◆ **EXTRACT TO READ**:
========================================
So how (picking up from my last post) would an orchestra — or any classical music institution — connect more vividly to its community?
I don’t claim to have answers. And even if I thought I knew some things that definitely work, I’d never offer a recipe. Institutions differ. They might not all feel comfortable doing everything that I or anybody else might suggest. And communities differ, too.
(And then, within any given place, there’s surely more than one community, more than one subculture in your town that you might connect with. That’s something we in classical music don’t always remember. We talk about “the audience” as if it was one thing, and always the same. They don’t make that mistake in pop. They know that different artists attract different audiences, that a classic rocker won’t draw the same crowd as an R&B star or an indie band. This is something classical music should learn about, and see how many different audiences it can learn to find. I’ll note this for future reference, but not say any more about it just now.)
There’s something else important, too. People locally will have ideas of their own, many of them better than mine.
But here’s pme basic principle. Let’s say you work with an orchestra. What do the people in your town — the ones who aren’t your subscribers, who don’t know classical music well — think the orchestra does? They think it plays classical music.
And of course they’re right. And most of them think that playing classical music is a good thing. They like classical music. They think it sounds nice. They’ll tell you, if you ask them, that they’d love to go to a concert sometime. But for many of them, maybe most, sometime never comes. Or comes rarely. Or comes once — this is the dreaded “churn,” as orchestras in the US have come to call it — but never comes again. People finally do go to a concert, like it, and think they should go sometime again, but never do.
Most orchestra advertising that I’ve seen doesn’t help with this. Take the New York Philharmonic, which I notice because it’s my hometown orchestra, though I could just as well pick my other hometown orchestra these days, the National Symphony in Washington. “Alan Gilbert Conducts Mahler,” says the headline of an ad. Which says exactly what the readers of the ad — except the experts — already know. At every concert, somebody — probably a name that might not mean much to most people — conducts music by famous classical composers, Mahler being one of them. Very nice, but why should that grab my attention?
(Caveat: I know that in the past, at least, these ads would bring in people who knew the names — soloists, conductors, composers. But I’m talking here about the new audience, the wider community that so many of us want to reach. These ads don’t help much with that.)
So how do we change this perception? Or rather broaden it. How do we move beyond people saying, “Oh, the orchestra is nice. I went to a concert once. The music was lovely”? And instead say, “It was unforgettable. I’ve got to go again. And you [talking to a friend] should go, too. Let’s go this weekend!”
I imagine that people who’d say that might also say:
- “I feel so welcome when I go to concerts.”
- “There’s a feeling of excitement coming off the stage.”
- “I’m always surprised by what they do.”
- “The orchestra cares about things that I care about.”
- “I can’t wait to go again. I know that something fabulous will happen, even if I can’t say what.”
- “I can tell that there’s excitement here, even if I’m just walking past the concert hall.”
So how do we get there? More in my next post.
Paul says
I love classical music. But there are two reasons why I never attend any performances. One, my wife doesn’t like it. Two, two kids, a mortgage and debts that have basically prevented me from spending any money for the past 20 years on ‘luxury’ items such as concert tickets.
Perhaps when I retire, I will be able to attend concerts by myself and ironically be considered part of the aging population that comprises the orchestral audience.
========================================
◆ **STATED GOAL 1**: Please set down, word for word, the passage from the post on orchestras and their communities, starting with "(And then, within" and going on through "better than mine.".
========================================
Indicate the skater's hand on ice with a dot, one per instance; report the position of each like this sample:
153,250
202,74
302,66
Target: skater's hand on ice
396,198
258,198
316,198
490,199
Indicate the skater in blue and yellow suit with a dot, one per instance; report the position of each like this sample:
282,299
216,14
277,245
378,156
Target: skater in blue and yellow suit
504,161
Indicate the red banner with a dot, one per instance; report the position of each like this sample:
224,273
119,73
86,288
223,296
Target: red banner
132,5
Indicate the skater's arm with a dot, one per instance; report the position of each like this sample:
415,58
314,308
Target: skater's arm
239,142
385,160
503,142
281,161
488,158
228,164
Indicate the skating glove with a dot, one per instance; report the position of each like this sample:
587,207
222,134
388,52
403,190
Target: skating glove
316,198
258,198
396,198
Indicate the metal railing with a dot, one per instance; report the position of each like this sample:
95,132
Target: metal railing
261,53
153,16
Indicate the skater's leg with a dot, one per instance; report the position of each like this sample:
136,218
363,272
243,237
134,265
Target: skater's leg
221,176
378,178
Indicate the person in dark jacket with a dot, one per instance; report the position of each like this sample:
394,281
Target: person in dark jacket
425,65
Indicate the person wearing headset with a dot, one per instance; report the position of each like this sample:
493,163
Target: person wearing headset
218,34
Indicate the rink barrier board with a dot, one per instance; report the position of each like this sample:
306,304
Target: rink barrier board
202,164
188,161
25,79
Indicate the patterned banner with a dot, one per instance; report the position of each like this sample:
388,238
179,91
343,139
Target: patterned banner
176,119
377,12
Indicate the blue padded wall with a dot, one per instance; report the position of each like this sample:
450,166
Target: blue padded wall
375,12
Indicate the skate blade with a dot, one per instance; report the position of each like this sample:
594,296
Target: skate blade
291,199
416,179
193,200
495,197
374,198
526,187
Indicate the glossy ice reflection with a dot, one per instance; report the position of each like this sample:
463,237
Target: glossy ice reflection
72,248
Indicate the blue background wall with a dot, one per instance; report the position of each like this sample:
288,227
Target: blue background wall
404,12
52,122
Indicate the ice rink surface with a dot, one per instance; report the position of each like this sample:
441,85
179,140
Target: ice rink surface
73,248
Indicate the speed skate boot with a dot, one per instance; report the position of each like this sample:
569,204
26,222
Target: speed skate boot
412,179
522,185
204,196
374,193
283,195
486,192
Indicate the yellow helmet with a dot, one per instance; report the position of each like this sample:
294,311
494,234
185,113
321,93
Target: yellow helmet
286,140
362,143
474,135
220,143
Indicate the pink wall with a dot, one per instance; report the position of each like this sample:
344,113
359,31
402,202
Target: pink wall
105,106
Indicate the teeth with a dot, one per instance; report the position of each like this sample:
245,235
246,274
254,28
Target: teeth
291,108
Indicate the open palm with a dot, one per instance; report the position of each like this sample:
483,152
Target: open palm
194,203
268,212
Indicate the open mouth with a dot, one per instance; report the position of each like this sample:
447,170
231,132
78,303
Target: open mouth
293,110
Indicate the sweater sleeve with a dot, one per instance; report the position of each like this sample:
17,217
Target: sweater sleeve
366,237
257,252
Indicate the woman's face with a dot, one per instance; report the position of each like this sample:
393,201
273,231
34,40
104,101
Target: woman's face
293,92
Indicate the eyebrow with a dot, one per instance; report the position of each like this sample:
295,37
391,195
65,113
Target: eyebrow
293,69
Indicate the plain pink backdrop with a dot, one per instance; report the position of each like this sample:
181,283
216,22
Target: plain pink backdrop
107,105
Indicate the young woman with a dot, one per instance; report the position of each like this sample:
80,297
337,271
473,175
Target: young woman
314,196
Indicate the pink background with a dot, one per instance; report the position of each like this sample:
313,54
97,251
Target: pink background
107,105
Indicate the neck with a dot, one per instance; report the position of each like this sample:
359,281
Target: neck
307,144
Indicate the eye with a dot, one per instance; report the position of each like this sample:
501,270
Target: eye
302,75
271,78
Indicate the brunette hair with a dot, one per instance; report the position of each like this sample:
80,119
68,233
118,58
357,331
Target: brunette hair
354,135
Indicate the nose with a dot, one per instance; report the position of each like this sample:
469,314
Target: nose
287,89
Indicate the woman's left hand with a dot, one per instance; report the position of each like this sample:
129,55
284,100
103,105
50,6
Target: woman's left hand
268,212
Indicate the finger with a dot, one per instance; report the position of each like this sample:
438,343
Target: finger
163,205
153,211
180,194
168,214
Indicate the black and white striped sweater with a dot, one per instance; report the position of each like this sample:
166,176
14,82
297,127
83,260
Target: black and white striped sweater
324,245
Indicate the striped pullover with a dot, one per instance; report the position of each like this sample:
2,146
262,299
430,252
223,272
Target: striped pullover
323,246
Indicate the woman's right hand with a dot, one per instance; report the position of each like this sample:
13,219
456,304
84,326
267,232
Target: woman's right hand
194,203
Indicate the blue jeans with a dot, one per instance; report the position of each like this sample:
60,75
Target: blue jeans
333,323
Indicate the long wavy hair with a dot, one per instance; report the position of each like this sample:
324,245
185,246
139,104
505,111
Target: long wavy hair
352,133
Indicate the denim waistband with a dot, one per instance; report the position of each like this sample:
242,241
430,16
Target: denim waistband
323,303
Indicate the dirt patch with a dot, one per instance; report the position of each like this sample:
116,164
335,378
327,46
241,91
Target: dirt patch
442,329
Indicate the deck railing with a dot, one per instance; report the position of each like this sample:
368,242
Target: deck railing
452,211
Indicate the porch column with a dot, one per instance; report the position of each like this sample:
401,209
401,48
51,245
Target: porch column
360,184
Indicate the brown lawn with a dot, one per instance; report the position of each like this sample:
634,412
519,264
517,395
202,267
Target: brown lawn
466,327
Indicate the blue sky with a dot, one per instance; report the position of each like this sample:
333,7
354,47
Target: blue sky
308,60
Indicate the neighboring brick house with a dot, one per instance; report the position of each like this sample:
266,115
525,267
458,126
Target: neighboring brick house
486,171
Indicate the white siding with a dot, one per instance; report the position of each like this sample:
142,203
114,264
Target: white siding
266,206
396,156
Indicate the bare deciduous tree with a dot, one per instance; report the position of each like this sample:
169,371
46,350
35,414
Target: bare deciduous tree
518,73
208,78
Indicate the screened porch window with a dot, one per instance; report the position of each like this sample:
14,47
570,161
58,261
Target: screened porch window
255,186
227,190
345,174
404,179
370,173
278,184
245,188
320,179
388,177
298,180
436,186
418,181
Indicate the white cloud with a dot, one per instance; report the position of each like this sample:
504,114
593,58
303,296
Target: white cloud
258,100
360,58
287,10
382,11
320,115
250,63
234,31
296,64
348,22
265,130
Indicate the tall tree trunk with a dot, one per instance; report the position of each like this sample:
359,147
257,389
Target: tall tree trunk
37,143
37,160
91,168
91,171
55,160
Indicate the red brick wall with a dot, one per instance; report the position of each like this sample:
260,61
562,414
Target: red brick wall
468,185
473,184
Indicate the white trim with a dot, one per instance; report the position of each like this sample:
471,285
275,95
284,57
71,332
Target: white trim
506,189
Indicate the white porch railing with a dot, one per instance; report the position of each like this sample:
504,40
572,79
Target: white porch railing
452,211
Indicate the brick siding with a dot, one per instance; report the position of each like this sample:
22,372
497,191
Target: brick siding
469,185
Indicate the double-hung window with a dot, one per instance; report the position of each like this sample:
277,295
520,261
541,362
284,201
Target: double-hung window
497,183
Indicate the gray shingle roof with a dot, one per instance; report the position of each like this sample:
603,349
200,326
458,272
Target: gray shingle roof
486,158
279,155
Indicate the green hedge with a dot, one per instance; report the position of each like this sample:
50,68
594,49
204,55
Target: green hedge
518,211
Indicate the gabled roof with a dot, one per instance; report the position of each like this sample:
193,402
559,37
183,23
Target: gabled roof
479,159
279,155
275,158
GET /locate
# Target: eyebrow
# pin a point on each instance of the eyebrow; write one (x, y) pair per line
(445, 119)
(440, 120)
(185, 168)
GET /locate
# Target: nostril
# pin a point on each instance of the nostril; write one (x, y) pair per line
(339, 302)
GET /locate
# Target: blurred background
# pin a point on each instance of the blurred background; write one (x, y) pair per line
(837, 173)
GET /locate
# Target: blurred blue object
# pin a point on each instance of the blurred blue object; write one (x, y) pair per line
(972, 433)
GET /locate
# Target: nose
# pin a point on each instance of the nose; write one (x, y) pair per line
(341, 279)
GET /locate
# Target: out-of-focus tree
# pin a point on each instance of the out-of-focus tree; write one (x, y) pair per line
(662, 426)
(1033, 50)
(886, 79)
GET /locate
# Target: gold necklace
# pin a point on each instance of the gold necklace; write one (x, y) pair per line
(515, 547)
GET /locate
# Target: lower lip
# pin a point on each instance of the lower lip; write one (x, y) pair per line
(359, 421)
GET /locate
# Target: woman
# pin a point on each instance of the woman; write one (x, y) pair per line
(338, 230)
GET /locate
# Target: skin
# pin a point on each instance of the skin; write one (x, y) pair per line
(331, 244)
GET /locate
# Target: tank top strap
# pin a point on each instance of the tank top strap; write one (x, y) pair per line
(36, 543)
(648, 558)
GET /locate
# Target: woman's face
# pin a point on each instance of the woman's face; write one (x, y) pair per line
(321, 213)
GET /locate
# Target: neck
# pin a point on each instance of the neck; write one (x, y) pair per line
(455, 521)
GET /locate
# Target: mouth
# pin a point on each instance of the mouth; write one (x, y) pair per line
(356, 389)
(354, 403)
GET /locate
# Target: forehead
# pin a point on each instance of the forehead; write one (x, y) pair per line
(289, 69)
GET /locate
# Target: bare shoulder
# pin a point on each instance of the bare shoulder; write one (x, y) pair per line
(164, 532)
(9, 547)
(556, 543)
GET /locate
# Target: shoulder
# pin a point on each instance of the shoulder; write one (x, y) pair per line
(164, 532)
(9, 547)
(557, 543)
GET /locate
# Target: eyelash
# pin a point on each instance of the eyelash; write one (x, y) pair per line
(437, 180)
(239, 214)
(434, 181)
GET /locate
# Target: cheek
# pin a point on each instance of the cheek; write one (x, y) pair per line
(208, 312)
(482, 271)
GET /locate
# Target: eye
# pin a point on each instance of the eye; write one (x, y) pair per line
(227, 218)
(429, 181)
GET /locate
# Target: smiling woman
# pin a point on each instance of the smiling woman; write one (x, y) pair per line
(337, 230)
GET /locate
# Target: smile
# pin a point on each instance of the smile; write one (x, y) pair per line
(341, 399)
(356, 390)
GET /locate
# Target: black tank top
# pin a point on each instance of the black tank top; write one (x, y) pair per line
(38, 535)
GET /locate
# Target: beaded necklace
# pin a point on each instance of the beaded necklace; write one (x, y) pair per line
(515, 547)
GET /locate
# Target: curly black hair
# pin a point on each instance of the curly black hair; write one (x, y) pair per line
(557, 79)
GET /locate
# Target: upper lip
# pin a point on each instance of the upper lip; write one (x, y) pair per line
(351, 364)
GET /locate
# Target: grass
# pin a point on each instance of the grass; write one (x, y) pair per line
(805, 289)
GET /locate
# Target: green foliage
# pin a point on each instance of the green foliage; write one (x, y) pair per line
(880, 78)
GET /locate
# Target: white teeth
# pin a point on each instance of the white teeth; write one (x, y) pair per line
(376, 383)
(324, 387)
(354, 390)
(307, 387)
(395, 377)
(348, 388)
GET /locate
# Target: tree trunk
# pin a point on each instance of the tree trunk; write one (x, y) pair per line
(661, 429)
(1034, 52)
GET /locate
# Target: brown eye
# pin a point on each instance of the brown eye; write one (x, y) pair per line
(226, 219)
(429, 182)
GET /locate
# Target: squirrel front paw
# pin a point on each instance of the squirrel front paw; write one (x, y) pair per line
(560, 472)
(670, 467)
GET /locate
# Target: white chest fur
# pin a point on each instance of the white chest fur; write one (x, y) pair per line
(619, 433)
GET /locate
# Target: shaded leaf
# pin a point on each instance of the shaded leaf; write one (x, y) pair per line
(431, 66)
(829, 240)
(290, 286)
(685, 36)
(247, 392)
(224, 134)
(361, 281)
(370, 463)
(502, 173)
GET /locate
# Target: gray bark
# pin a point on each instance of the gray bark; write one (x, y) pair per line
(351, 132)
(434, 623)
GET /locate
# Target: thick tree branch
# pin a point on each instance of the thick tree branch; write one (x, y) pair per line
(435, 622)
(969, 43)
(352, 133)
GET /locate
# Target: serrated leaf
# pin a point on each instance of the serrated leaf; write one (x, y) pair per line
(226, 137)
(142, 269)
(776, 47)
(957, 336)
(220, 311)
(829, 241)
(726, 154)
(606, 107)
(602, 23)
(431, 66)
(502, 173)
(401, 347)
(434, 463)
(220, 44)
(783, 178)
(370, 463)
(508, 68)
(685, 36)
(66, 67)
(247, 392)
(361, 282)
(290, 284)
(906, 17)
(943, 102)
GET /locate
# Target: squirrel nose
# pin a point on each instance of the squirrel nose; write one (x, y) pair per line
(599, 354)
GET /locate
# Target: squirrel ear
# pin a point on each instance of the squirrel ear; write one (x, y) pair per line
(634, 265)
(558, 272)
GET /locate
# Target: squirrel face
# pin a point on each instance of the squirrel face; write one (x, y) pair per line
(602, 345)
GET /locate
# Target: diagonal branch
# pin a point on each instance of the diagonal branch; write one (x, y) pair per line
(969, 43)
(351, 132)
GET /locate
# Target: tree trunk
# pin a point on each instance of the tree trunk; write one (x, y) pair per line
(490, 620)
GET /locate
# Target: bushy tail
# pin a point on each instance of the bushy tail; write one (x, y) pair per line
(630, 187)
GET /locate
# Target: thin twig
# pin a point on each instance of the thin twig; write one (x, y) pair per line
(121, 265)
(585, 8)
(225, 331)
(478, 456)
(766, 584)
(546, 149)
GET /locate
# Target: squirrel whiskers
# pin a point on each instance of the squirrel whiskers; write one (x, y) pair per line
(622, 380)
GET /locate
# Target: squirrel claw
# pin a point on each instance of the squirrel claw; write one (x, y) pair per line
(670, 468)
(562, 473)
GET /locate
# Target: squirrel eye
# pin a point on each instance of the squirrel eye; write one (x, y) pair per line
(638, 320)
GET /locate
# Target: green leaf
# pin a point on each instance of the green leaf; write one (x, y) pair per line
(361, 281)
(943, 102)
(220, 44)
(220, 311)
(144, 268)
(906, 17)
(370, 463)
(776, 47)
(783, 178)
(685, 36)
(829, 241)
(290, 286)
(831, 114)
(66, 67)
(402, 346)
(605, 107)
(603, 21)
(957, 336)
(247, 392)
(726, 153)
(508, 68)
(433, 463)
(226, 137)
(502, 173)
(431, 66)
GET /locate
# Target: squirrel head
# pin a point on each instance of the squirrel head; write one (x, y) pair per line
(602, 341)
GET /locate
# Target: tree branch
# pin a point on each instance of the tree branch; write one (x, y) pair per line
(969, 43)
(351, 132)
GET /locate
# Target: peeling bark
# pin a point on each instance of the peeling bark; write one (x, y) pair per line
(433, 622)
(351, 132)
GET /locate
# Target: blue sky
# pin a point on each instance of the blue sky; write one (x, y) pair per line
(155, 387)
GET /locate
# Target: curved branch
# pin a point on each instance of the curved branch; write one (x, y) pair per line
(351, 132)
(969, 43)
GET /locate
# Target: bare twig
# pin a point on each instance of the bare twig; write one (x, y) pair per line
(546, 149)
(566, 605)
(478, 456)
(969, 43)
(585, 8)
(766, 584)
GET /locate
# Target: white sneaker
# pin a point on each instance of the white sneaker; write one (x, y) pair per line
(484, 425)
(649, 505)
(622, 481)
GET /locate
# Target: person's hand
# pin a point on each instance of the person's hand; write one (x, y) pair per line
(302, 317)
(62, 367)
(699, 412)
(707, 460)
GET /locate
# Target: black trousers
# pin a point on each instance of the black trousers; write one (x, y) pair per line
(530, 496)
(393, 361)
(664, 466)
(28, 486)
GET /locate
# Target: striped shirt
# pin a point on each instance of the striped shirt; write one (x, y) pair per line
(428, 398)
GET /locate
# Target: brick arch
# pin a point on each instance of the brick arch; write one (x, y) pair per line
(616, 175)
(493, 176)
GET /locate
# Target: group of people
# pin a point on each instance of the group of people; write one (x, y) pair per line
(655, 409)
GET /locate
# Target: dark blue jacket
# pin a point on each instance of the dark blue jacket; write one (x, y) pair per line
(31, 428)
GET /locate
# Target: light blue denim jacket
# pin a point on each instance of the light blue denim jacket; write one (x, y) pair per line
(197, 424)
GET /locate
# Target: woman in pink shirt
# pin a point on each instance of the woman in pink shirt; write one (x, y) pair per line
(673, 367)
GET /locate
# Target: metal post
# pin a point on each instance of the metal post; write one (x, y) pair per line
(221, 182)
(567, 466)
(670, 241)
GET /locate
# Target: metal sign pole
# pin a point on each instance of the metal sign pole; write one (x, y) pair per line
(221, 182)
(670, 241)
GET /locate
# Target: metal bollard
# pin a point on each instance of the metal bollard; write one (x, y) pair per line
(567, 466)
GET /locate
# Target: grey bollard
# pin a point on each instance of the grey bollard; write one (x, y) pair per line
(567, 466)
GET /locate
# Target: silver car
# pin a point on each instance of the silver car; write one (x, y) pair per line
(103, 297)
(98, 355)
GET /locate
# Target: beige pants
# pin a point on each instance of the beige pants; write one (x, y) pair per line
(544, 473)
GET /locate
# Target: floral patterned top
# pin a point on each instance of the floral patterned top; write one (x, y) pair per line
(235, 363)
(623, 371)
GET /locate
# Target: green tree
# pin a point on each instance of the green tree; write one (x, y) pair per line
========================================
◆ **STATED GOAL 2**: Pick out each line of the listing that contains the string "eyelash". Case counts.

◆ **EXERCISE SOLUTION 1**:
(And then, within any given place, there’s surely more than one community, more than one subculture in your town that you might connect with. That’s something we in classical music don’t always remember. We talk about “the audience” as if it was one thing, and always the same. They don’t make that mistake in pop. They know that different artists attract different audiences, that a classic rocker won’t draw the same crowd as an R&B star or an indie band. This is something classical music should learn about, and see how many different audiences it can learn to find. I’ll note this for future reference, but not say any more about it just now.)
There’s something else important, too. People locally will have ideas of their own, many of them better than mine.

◆ **EXERCISE SOLUTION 2**:
# Target: eyelash
# pin a point on each instance of the eyelash; write one (x, y) pair per line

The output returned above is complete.